**Page extract**.
==*==
Like a thirsty person in a parched desert who, seeing a mirage of an oasis, runs and stuffs sand into his mouth thinking it's water, we can squander everything we have thinking we're buying what we need, when it's not nourishing food for our soul, and it cannot satisfy. I could give you examples of this from my life, and I'm sure you can think of your own. We have chased after so many things thinking if we just had this experience or owned that, if we just accomplished this thing or went to that place, somehow our soul would be nourished. There are moments when we indulge in all kinds of destructive things hoping that they'll satisfy us. But they don't.
==*==
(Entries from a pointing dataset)
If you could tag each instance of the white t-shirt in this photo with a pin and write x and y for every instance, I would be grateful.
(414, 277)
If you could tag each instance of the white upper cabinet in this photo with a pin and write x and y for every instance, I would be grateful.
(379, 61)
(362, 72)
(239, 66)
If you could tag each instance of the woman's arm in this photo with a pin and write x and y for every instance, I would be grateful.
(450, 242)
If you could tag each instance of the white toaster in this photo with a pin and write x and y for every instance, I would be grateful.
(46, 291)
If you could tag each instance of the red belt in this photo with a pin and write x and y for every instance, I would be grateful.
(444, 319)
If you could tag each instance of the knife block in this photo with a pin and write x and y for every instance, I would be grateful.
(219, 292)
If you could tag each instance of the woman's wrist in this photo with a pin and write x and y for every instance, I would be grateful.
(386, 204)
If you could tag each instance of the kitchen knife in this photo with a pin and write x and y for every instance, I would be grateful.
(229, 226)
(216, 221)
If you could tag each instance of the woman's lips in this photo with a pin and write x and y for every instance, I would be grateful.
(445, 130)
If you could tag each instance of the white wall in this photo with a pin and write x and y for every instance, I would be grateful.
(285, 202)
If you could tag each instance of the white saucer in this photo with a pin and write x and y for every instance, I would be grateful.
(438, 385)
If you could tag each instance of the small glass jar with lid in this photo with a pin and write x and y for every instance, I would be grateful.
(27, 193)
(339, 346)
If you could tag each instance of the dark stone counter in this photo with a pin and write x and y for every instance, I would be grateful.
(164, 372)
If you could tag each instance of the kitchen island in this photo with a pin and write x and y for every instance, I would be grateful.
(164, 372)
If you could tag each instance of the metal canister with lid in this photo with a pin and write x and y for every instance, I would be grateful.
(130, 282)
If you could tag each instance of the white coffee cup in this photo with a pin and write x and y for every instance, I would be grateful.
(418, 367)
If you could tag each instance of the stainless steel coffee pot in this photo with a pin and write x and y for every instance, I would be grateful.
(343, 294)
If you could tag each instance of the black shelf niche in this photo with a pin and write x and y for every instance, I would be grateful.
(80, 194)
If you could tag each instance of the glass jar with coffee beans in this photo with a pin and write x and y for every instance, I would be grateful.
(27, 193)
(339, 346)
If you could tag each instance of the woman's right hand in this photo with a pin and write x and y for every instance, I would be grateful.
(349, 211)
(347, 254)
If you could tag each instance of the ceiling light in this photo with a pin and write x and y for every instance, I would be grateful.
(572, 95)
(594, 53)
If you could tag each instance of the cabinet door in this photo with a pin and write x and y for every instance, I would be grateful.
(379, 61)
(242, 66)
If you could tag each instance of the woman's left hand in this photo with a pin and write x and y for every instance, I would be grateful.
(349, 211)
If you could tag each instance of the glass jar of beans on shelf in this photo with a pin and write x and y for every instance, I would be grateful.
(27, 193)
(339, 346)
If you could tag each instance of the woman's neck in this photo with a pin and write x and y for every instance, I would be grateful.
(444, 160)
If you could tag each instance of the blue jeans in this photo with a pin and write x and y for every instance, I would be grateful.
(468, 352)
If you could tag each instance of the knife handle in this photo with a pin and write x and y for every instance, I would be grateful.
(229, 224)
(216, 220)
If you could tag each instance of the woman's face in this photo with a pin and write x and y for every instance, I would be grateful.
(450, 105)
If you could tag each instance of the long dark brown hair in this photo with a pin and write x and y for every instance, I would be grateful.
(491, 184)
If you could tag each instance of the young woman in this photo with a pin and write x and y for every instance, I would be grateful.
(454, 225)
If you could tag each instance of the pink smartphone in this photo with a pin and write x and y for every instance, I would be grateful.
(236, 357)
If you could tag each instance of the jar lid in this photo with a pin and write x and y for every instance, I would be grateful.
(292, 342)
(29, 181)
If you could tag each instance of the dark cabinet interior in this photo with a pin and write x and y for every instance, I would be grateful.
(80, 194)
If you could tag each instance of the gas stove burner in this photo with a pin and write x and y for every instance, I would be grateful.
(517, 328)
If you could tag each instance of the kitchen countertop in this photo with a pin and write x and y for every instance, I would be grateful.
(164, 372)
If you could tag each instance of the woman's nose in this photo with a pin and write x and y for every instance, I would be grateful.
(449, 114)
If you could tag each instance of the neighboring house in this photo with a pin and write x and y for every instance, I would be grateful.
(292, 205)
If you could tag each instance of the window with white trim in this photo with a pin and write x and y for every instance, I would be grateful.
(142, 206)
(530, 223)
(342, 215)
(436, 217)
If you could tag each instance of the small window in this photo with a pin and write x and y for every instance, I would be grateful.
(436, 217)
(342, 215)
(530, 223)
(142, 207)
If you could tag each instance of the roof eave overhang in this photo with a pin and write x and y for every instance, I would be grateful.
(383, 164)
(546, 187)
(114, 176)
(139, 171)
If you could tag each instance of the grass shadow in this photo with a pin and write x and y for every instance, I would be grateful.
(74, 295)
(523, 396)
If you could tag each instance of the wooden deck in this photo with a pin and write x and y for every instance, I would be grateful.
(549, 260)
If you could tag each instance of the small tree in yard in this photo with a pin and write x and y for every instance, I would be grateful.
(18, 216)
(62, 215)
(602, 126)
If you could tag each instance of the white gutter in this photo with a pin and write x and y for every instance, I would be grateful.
==*==
**What is asked**.
[a] Copy the listing from the line containing "If you could tag each instance of the small window" through the last line of the listing, both ends included.
[b] Write a continuation of the passage about chasing things that cannot satisfy the soul, starting right after its last sentence.
The passage and the listing are unrelated to each other.

**Responses by task**.
[a]
If you could tag each instance of the small window in this photo with a pin and write x and y for every instance, I would be grateful.
(436, 217)
(342, 215)
(530, 223)
(142, 207)
If you could tag each instance of the roof eave overhang in this photo with a pin and write x and y for every instance, I would be grateful.
(383, 164)
(546, 187)
(114, 176)
(139, 171)
If you could tag each instance of the grass shadow in this photo with a pin and write x and y for every instance, I would be grateful.
(74, 295)
(523, 396)
If you could tag each instance of the wooden deck in this photo with a pin and write x and y for every instance, I would be grateful.
(549, 260)
If you could tag each instance of the small tree in yard in this photo with a pin and write x and y for every instance, I would be grateful.
(18, 216)
(62, 215)
(602, 126)
If you could tag each instance of the white gutter in this photo with a pin and write x and y for every instance, I would be grateful.

[b]
One of the more interesting events during the years we lived in Europe was when the Iron Curtain came down in 1989. We were in Vienna in those early days of euphoria in late 1989 and early 1990 when the walls were coming down. These people suddenly had newfound freedoms after all the years of repression. Thousands upon thousands of Eastern Europeans flooded into the city of Vienna for the first time (until the Austrian government realized they had better put up some more border controls, require visas and so on). Driving through the city of Vienna, you would find groups of Eastern Europeans crowded in two kinds of places: electronic stores and pornography stores. There were lots of both. After all those years of repression, they rushed to try to fill the void, and almost in a caricature of what we in the west have always done, they thought by indulging their sexual appetites or getting the next new gadget or electronic gizmo, somehow they could make their life better. God is saying to us through the prophet Isaiah, "You're buying what is not bread, squandering everything you have on things that cannot satisfy. Come to my feast."


In verse 3, after this warning about how we're chasing after all the wrong things, it says, "Incline your ear and come to Me." Suddenly we find that God himself is the feast. He invites us to know him, to commune with him, to be partakers of his nature, to walk in fellowship with him. His wonderful offer of more than satisfaction, of abundance and wonder and total freedom beyond anything that we could possibly come close to supplying, is himself.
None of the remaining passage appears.